══ Document text ══

You've been diligently saving into a Help to Buy ISA or Lifetime ISA, building up a government bonus to boost your deposit. But now you need a specialist lender because of adverse credit or complex circumstances. Will they accept your ISA? Can you still claim the bonus? The short answer is yes — but the details matter.

Help to Buy ISA: The Basics
The Help to Buy ISA closed to new accounts in November 2019, but existing holders can continue to save and claim the bonus until November 2029. Key features:
- Save up to £200/month (plus an initial £1,000 deposit)
- Government adds 25% bonus on your savings
- Minimum savings of £1,600 to get any bonus (£400 bonus)
- Maximum bonus of £3,000 (on £12,000 of savings)
- Property must cost no more than £250,000 (£450,000 in London)
- Must be a first-time buyer
The Crucial Timing Detail
The Help to Buy ISA bonus is not available at exchange — it's paid to your solicitor between exchange and completion. This means it cannot count towards your deposit at exchange. If your lender needs the full deposit at exchange (most do), you need enough money without the bonus at that point.

═══
══ Stored data ══

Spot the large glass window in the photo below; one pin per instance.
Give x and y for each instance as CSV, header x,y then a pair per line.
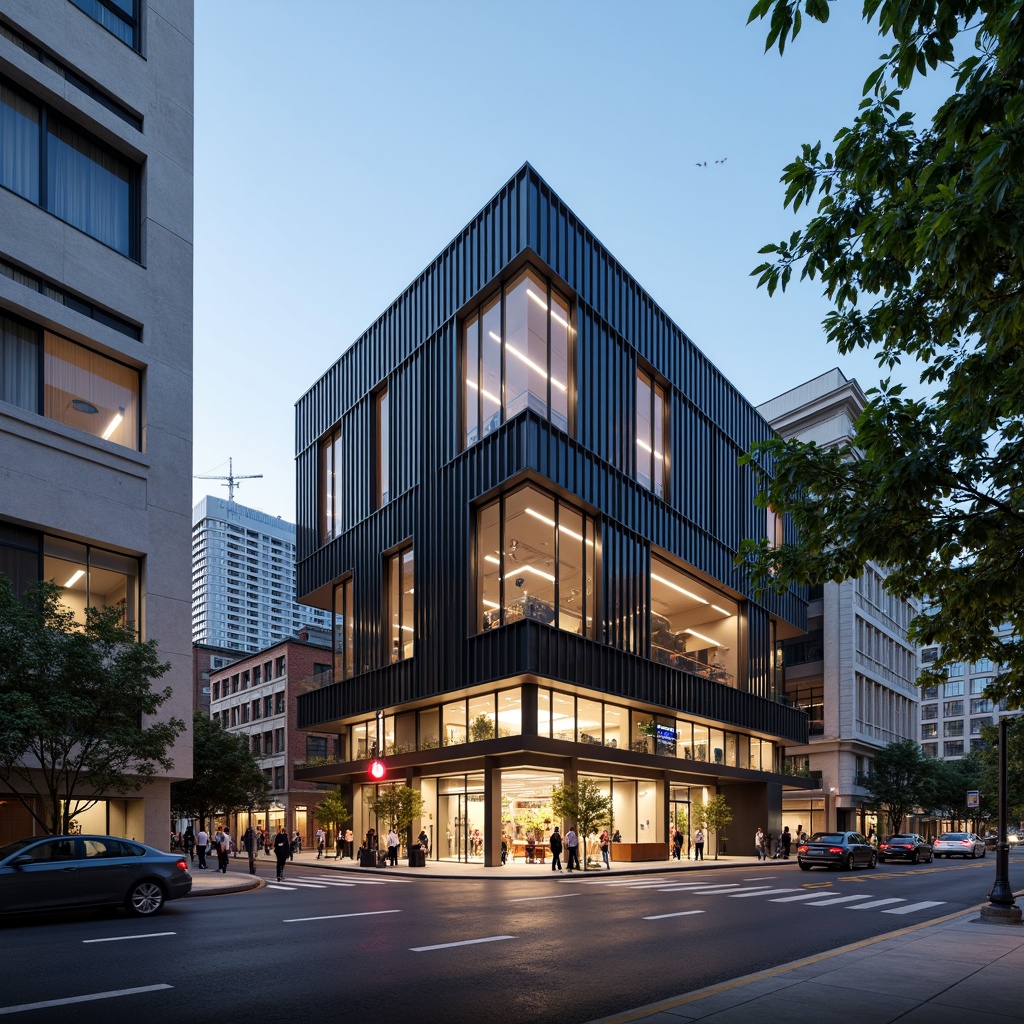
x,y
118,16
399,611
68,172
516,356
91,578
651,432
535,560
692,627
344,631
80,387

═══

Exercise 1:
Answer these from the Help to Buy ISA text:
(a) When did the Help to Buy ISA close to new accounts?
(b) What is the maximum government bonus?
(c) When is the bonus paid to your solicitor?
Exercise 2:
Copy the Help to Buy ISA text from "You've been diligently" up to and including "initial £1,000 deposit)".
Exercise 3:
Write what comes next in the Help to Buy ISA text, picking up after its last sentence.
The items have no connection to the Help to Buy ISA text.

Exercise response 1:
(a) November 2019
(b) £3,000 (on £12,000 of savings)
(c) Between exchange and completion

Exercise response 2:
You've been diligently saving into a Help to Buy ISA or Lifetime ISA, building up a government bonus to boost your deposit. But now you need a specialist lender because of adverse credit or complex circumstances. Will they accept your ISA? Can you still claim the bonus? The short answer is yes — but the details matter.

Help to Buy ISA: The Basics
The Help to Buy ISA closed to new accounts in November 2019, but existing holders can continue to save and claim the bonus until November 2029. Key features:
- Save up to £200/month (plus an initial £1,000 deposit)

Exercise response 3:
This catches many people out. The bonus effectively arrives after the critical moment.
Don't count the HTB ISA bonus as your exchange deposit
Your deposit for exchange must come from your own funds. The ISA bonus arrives later, between exchange and completion. If you're relying on the bonus to meet the minimum deposit, you'll fall short at the wrong moment. Plan accordingly.
Lifetime ISA (LISA): The Basics
The LISA is the successor to the Help to Buy ISA and remains open:
- Save up to £4,000 per year
- Government adds 25% bonus — up to £1,000 per year
- Available to people aged 18-39 (you can keep saving until 50)
- Property must cost no more than £450,000
- Must be a first-time buyer (for the property bonus)
- Account must be open for at least 12 months before using the bonus
The LISA Advantage
Unlike the Help to Buy ISA, the LISA bonus is paid into your account shortly after each contribution. This means the bonus money is available for your deposit at exchange — it's sitting in your account ready to go.
The LISA Penalty
If you withdraw LISA funds for any purpose other than buying your first home or retirement (after age 60), you face a 25% penalty on the withdrawal. Because the penalty is 25% of the total amount (including the bonus), you actually lose money:
- Save £1,000, receive £250 bonus = £1,250
- Withdraw: £1,250 × 25% penalty = £312.50 penalty
- You receive: £937.50 — less than you put in
You can hold both (sort of)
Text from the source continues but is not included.